**BRIEF 1**
In the article on insomnia below, what sleeping pill did the writer's doctor prescribe?
**BRIEF 2**
Extend the article on insomnia below, picking up right after its final sentence.
PASSAGE FOR REVIEW section start
By Libby Galvin @mailonline 5th October 2015
Apparently, we spend one third of our lives asleep. Not me. Ever since I was a child, most of the time everyone else has spent getting their beauty sleep, I’ve spent tossing and turning, exasperated at my inability to do what should be so natural.
Once I do finally drift off, within what seems like minutes my alarm clock is ringing and it’s time to start another day, exhausted and irritable. That is until I get home to bed, when suddenly my brain comes to life and the cycle starts again.
I’ve tried everything: avoiding caffeine, practising good ‘sleep hygiene’ such as avoiding using my mobile phone before bed, and blocking out light and sound with sleep masks and earplugs.
A couple of years ago I was prescribed the sleeping pill zopiclone, but there is a risk of addiction, and side-effects such as dizziness and headaches, and possibly confusion and anxiety, so my doctor recommended I use them only in emergencies and I’ve taken them only on the truly intolerable nights.
Up to 15 per cent of the population is afflicted by chronic insomnia (defined as a difficulty getting to or staying asleep most nights for a period longer than four weeks) and a third of us frequently suffer from poor sleep.
This has severe long-term implications for health, including lowered immunity, depression, type 2 diabetes, weight gain and high blood pressure – for me, at the age of 26, this is a pretty dismal prospect.
But what if curing insomnia was as simple as talking to someone about it?
Recent research suggests that cognitive behavioural therapy (CBT), a psychological therapy more commonly used to treat depression and anxiety, could successfully treat sleep problems.
CBT looks at how we think about situations, and how these thoughts affect the way we act and feel.
The idea is to change thinking patterns and behaviour to achieve a more positive outcome – in my case, getting to sleep.
PASSAGE FOR REVIEW section end
DATASET EXTRACT section start
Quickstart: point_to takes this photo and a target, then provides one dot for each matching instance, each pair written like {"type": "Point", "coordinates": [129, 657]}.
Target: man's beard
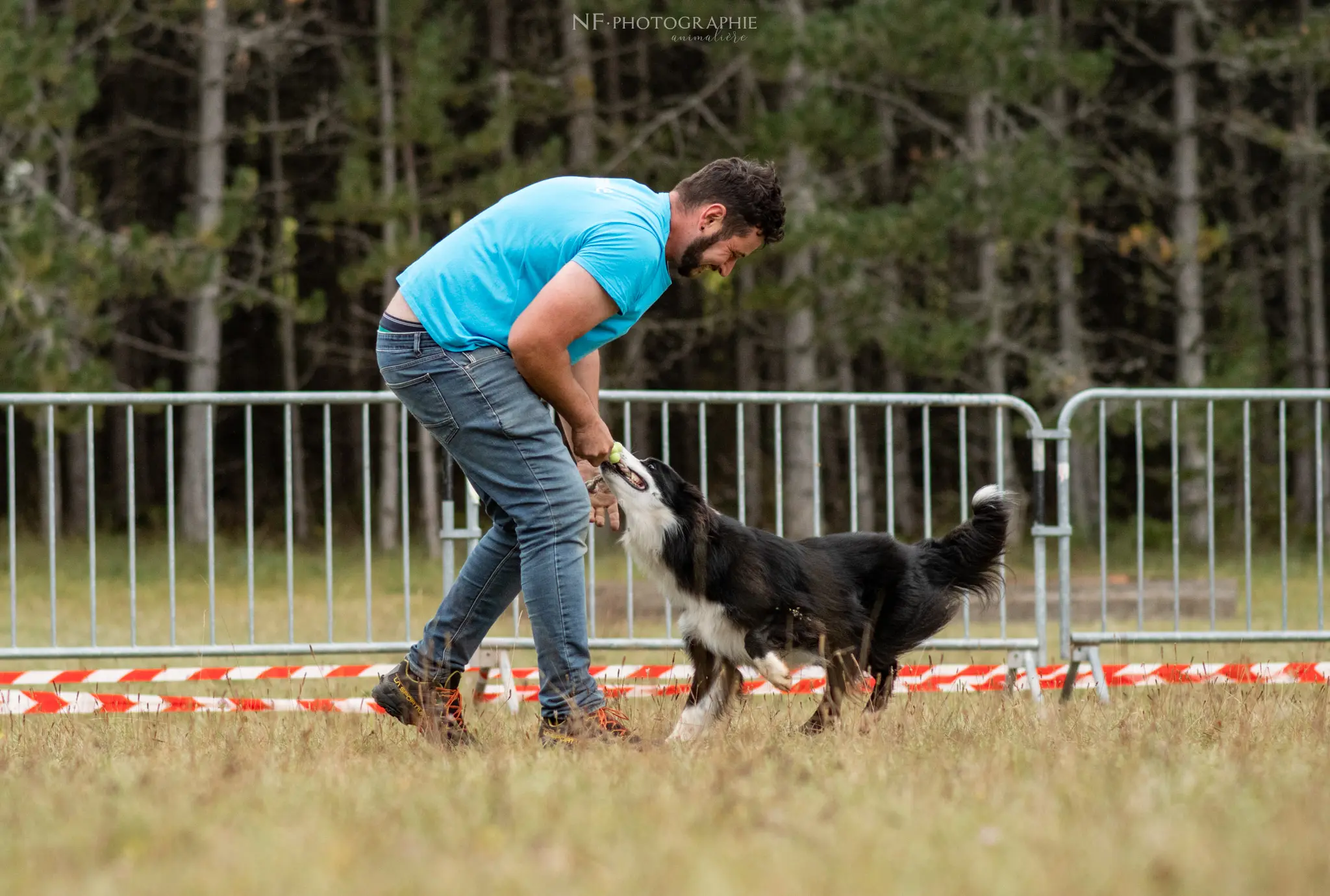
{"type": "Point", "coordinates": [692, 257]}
DATASET EXTRACT section end
DATASET EXTRACT section start
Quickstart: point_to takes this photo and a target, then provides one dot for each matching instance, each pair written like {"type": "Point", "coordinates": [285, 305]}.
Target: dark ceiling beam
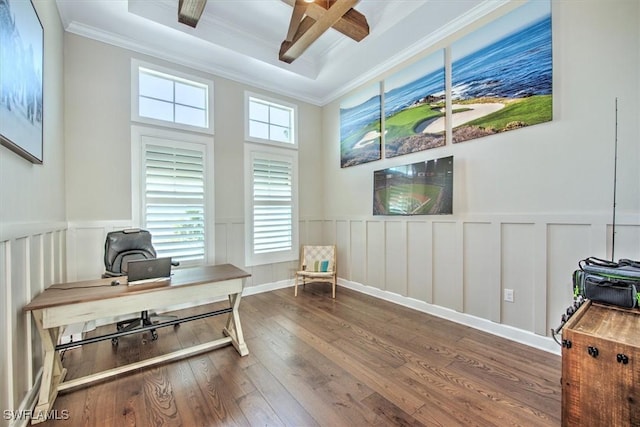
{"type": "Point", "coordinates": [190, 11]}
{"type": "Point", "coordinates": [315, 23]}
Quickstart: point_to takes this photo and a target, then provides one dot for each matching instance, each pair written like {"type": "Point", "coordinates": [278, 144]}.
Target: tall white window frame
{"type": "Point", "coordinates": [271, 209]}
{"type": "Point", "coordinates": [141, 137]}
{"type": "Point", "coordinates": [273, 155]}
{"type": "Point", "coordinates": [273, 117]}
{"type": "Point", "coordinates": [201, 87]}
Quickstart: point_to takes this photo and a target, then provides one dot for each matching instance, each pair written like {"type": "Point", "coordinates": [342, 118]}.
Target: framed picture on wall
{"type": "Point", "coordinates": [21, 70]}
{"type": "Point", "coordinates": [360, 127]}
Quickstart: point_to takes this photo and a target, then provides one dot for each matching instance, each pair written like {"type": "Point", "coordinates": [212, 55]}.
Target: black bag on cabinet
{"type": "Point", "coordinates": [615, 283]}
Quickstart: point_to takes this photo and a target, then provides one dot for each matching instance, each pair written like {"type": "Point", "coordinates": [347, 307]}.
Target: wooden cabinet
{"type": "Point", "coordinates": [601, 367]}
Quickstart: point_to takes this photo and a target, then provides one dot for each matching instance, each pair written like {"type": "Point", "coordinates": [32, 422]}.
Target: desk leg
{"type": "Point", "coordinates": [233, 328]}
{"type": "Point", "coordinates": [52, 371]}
DATASET EXTRACT section end
DATASET EXTRACT section start
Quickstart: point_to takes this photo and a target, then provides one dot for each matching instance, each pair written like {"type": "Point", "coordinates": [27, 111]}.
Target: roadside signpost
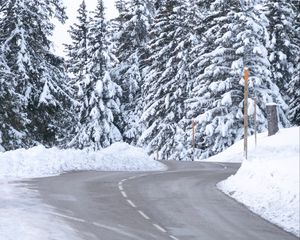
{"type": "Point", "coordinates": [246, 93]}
DATASET EXTRACT section end
**TASK RESULT 1**
Zopiclone.

**TASK RESULT 2**
In a review published this year examining 20 studies into the use of drug-free methods to tackle sleeplessness, the Melbourne Sleep Disorders Centre in Australia found that CBT cut the time it took for patients to fall asleep by an average of 20 minutes.
In another study conducted by Professor Jason Ellis, director of the Northumbria Centre for Sleep Research, 73 per cent of patients who had received CBT reported improvements in their sleep quality after three months compared to 15 per cent of those who had received no treatment
Could it help me? To find out, I booked a course of CBT at Efficacy, a CBT clinic in London. Lee Grant, the clinical director and an accredited specialist in CBT, explains: ‘For a lot of insomniacs, the thought, ‘I won’t be able to sleep’ sets off feelings of anxiety – both mental and physical – and this itself results in inability to sleep. CBT aims to break the cycle of worry that is causing the sleeplessness.’
I’m not convinced that it’s a fear of being unable to sleep that’s keeping me up at night – but as I’ve tried everything else to no avail, I head to my first session.
After establishing from a questionnaire that I don’t have another underlying psychological problem which could be causing my insomnia (for instance, depression), Lee suggests a programme of six to eight one-hour sessions.